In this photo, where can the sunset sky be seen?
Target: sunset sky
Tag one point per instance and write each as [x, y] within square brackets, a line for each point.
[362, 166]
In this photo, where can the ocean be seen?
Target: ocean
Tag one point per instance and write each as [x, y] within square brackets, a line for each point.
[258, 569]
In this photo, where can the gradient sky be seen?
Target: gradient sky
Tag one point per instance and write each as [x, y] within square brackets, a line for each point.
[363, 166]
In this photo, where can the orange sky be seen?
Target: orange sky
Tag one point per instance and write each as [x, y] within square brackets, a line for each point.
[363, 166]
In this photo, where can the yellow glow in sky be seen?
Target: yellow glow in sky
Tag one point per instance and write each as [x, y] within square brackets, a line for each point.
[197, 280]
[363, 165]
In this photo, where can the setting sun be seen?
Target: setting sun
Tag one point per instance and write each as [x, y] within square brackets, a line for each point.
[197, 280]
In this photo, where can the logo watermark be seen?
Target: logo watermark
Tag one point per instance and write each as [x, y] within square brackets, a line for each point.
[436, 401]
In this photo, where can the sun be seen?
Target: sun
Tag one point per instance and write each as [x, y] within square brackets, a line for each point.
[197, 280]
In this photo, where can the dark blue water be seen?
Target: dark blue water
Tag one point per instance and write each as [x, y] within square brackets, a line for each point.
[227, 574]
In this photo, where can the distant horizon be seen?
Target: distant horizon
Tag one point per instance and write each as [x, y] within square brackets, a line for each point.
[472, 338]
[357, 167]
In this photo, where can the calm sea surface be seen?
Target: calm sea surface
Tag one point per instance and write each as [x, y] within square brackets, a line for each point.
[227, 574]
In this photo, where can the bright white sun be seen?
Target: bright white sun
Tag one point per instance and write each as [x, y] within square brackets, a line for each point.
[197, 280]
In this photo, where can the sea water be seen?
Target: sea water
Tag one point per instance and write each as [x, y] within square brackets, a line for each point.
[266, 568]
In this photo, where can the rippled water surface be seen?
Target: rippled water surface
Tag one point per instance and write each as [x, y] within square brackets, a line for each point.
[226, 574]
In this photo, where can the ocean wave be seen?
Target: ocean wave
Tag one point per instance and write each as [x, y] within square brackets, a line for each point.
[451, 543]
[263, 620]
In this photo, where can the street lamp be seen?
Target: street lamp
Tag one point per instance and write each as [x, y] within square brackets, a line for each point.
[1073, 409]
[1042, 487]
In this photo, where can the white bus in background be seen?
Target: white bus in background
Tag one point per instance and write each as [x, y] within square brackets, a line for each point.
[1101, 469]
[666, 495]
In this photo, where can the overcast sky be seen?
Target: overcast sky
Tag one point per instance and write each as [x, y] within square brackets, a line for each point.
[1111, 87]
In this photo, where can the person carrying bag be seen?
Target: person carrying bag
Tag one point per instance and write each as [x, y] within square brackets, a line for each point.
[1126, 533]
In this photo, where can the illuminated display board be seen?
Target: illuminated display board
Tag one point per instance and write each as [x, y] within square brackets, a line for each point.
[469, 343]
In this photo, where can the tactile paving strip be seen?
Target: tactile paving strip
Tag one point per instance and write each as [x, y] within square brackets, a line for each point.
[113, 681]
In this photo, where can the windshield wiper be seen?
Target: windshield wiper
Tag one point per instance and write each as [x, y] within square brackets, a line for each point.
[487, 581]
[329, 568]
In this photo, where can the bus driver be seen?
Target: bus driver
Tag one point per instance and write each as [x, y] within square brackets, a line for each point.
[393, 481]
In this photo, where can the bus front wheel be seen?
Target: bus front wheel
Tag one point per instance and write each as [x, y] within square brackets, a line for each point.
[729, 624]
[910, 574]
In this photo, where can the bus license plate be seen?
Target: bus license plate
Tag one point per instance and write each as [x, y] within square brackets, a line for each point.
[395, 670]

================

• WHAT THE TASK ASKS: Convert every line of the rows above into a two-column Markdown table headed No. and Text. Put a running line number under No. and the line itself under Text, and omit blank lines.

• ANSWER FOR THIS EXERCISE:
| No. | Text |
|---|---|
| 1 | In this photo, where can the sunset sky be seen? |
| 2 | Target: sunset sky |
| 3 | Tag one point per instance and write each as [x, y] within square brackets, a line for each point. |
| 4 | [362, 166] |
| 5 | In this photo, where can the ocean be seen? |
| 6 | Target: ocean |
| 7 | Tag one point per instance and write each as [x, y] within square brackets, a line for each point. |
| 8 | [258, 569] |
| 9 | In this photo, where can the gradient sky be seen? |
| 10 | Target: gradient sky |
| 11 | Tag one point per instance and write each as [x, y] within square brackets, a line for each point. |
| 12 | [363, 166] |
| 13 | In this photo, where can the orange sky be seen? |
| 14 | Target: orange sky |
| 15 | Tag one point per instance and write each as [x, y] within square brackets, a line for each point. |
| 16 | [363, 166] |
| 17 | In this photo, where can the yellow glow in sky be seen? |
| 18 | Target: yellow glow in sky |
| 19 | Tag one point per instance and write each as [x, y] within square brackets, a line for each point. |
| 20 | [197, 280] |
| 21 | [363, 165] |
| 22 | In this photo, where can the setting sun be seen? |
| 23 | Target: setting sun |
| 24 | Tag one point per instance and write each as [x, y] within square brackets, a line for each point. |
| 25 | [197, 280] |
| 26 | In this photo, where can the logo watermark be seen? |
| 27 | Target: logo watermark |
| 28 | Tag one point per instance and write each as [x, y] within square brackets, a line for each point. |
| 29 | [436, 401] |
| 30 | In this photo, where can the sun be seen? |
| 31 | Target: sun |
| 32 | Tag one point per instance and write each as [x, y] within square brackets, a line for each point. |
| 33 | [197, 280] |
| 34 | In this photo, where can the dark blue water be seen? |
| 35 | Target: dark blue water |
| 36 | Tag one point per instance and write each as [x, y] within square brackets, a line for each point. |
| 37 | [227, 574] |
| 38 | In this photo, where can the distant horizon be seen? |
| 39 | Target: distant horizon |
| 40 | Tag one point per instance and write each as [x, y] within square brackets, a line for each point. |
| 41 | [472, 338] |
| 42 | [357, 167] |
| 43 | In this photo, where can the calm sea surface be seen? |
| 44 | Target: calm sea surface |
| 45 | Tag one point per instance and write each as [x, y] within square brackets, a line for each point. |
| 46 | [227, 574] |
| 47 | In this photo, where can the bright white sun be seen? |
| 48 | Target: bright white sun |
| 49 | Tag one point per instance and write each as [x, y] within square brackets, a line for each point. |
| 50 | [197, 280] |
| 51 | In this photo, where can the sea water be seen? |
| 52 | Target: sea water |
| 53 | Tag one point per instance and write each as [x, y] within square brackets, a line for each point. |
| 54 | [266, 568] |
| 55 | In this photo, where can the rippled water surface be seen? |
| 56 | Target: rippled water surface |
| 57 | Tag one point per instance and write each as [x, y] within square brackets, a line for each point. |
| 58 | [226, 574] |
| 59 | In this photo, where can the ocean wave be seen? |
| 60 | Target: ocean wave |
| 61 | Tag one point per instance and write each as [x, y] within square brackets, a line for each point. |
| 62 | [451, 543] |
| 63 | [263, 620] |
| 64 | In this photo, where can the street lamp be seen? |
| 65 | Target: street lamp |
| 66 | Tag one point per instance and write each as [x, y] within square brackets, a line for each point. |
| 67 | [1073, 409] |
| 68 | [1042, 487] |
| 69 | In this photo, where can the white bus in background be seen? |
| 70 | Target: white bus in background |
| 71 | Tag one point per instance and write each as [x, y] within square brackets, a line for each point. |
| 72 | [1101, 469] |
| 73 | [666, 495] |
| 74 | In this photo, where can the overcast sky be seen? |
| 75 | Target: overcast sky |
| 76 | Tag one point per instance and write each as [x, y] within square brackets, a line for each point. |
| 77 | [1111, 87] |
| 78 | In this photo, where can the person carrying bag be seen? |
| 79 | Target: person carrying bag |
| 80 | Tag one point per instance and write each as [x, y] within square brackets, a line for each point. |
| 81 | [1126, 533] |
| 82 | In this photo, where can the illuminated display board be seen? |
| 83 | Target: illuminated display board |
| 84 | Tag one point per instance and write each as [x, y] within square brackets, a line for each point. |
| 85 | [469, 343] |
| 86 | In this photo, where can the tactile paving strip be seen? |
| 87 | Target: tactile paving strip |
| 88 | Tag one point per instance and write each as [x, y] within square brackets, a line for each point. |
| 89 | [113, 681] |
| 90 | In this photo, where can the windshield wiper be seen? |
| 91 | Target: windshield wiper |
| 92 | Tag one point per instance and write each as [x, y] within square brackets, a line for each point. |
| 93 | [487, 581] |
| 94 | [329, 568] |
| 95 | In this photo, where can the bus driver be seen? |
| 96 | Target: bus driver |
| 97 | Tag one point per instance and write each as [x, y] within square brackets, a line for each point. |
| 98 | [393, 481] |
| 99 | In this photo, where can the bus front wheel be seen? |
| 100 | Target: bus front wheel |
| 101 | Tag one point per instance and write each as [x, y] within square brackets, a line for each point. |
| 102 | [729, 624] |
| 103 | [910, 574] |
| 104 | In this photo, where can the bus license plate be seen? |
| 105 | Target: bus license plate |
| 106 | Tag one point per instance and write each as [x, y] within square brackets, a line for each point. |
| 107 | [395, 670] |